** Begin RECORDS SUPPLIED **

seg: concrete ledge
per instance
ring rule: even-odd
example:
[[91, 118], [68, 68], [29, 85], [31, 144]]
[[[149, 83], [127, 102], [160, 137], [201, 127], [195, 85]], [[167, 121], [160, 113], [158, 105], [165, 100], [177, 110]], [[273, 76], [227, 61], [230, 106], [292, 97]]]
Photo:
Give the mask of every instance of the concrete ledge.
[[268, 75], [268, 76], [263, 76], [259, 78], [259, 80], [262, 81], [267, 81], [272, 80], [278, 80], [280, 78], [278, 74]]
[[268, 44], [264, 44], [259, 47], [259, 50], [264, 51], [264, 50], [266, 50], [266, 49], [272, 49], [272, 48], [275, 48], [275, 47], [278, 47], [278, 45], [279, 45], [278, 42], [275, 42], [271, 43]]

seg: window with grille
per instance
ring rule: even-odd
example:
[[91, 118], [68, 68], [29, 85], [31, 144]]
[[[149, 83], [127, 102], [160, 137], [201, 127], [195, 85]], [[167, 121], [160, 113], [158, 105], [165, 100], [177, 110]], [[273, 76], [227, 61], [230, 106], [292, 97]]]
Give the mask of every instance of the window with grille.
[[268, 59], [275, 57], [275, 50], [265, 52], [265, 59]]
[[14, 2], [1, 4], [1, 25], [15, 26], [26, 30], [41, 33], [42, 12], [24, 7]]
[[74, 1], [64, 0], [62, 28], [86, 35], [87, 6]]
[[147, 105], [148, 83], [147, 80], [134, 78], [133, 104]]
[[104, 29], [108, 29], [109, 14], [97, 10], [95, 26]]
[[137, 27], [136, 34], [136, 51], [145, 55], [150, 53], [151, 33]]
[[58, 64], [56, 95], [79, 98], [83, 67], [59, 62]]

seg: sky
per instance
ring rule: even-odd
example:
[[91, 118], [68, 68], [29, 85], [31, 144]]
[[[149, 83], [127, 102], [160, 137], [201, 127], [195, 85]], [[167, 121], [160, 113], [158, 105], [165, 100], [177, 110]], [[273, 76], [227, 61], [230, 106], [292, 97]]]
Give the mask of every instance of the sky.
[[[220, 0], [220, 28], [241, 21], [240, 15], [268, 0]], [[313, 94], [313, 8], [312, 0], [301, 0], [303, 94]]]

** End RECORDS SUPPLIED **

YOUR OBJECTIVE:
Rewrite all the records, changing every "ring rule" to "fill rule" and leaving everything else untouched.

RESULT FOR THIS EXERCISE:
seg: concrete ledge
per instance
fill rule: even-odd
example:
[[91, 118], [68, 68], [29, 85], [31, 144]]
[[[149, 83], [127, 102], [160, 137], [201, 127], [195, 85]], [[167, 121], [160, 113], [158, 105], [165, 100], [177, 110]], [[273, 76], [227, 61], [230, 106], [292, 97]]]
Photo:
Give the mask of every instance of the concrete ledge.
[[268, 75], [268, 76], [263, 76], [259, 78], [259, 80], [262, 81], [267, 81], [272, 80], [278, 80], [280, 78], [278, 74]]
[[268, 44], [264, 44], [259, 47], [259, 50], [264, 51], [264, 50], [266, 50], [266, 49], [272, 49], [272, 48], [275, 48], [275, 47], [278, 47], [278, 45], [279, 45], [278, 42], [275, 42], [271, 43]]

seg: window with grille
per instance
fill rule: even-odd
example:
[[91, 118], [68, 68], [29, 85], [31, 144]]
[[[149, 83], [127, 102], [160, 137], [201, 127], [195, 85]], [[167, 121], [160, 113], [158, 105], [165, 100], [177, 110]], [[273, 76], [227, 61], [230, 106], [292, 97]]]
Give the mask of every instance of the window with grille.
[[268, 59], [275, 57], [275, 50], [265, 52], [265, 59]]
[[14, 2], [1, 4], [1, 25], [15, 26], [26, 30], [41, 33], [42, 12], [24, 7]]
[[74, 1], [64, 0], [62, 28], [86, 35], [87, 6]]
[[147, 105], [148, 83], [147, 80], [134, 78], [133, 104]]
[[104, 29], [108, 29], [109, 14], [97, 10], [95, 26]]
[[137, 27], [136, 34], [136, 51], [145, 55], [150, 53], [151, 33]]
[[58, 64], [56, 95], [79, 98], [83, 67], [59, 62]]

seg: sky
per instance
fill rule: even-odd
example:
[[91, 118], [68, 68], [29, 85], [31, 144]]
[[[149, 83], [127, 102], [160, 137], [201, 127], [195, 85]], [[167, 121], [160, 113], [158, 105], [165, 100], [177, 110]], [[273, 76], [227, 61], [230, 106], [292, 97]]]
Give the mask of every instance of the sky.
[[[220, 0], [220, 28], [241, 21], [240, 15], [268, 0]], [[313, 94], [313, 8], [312, 0], [301, 0], [303, 94]]]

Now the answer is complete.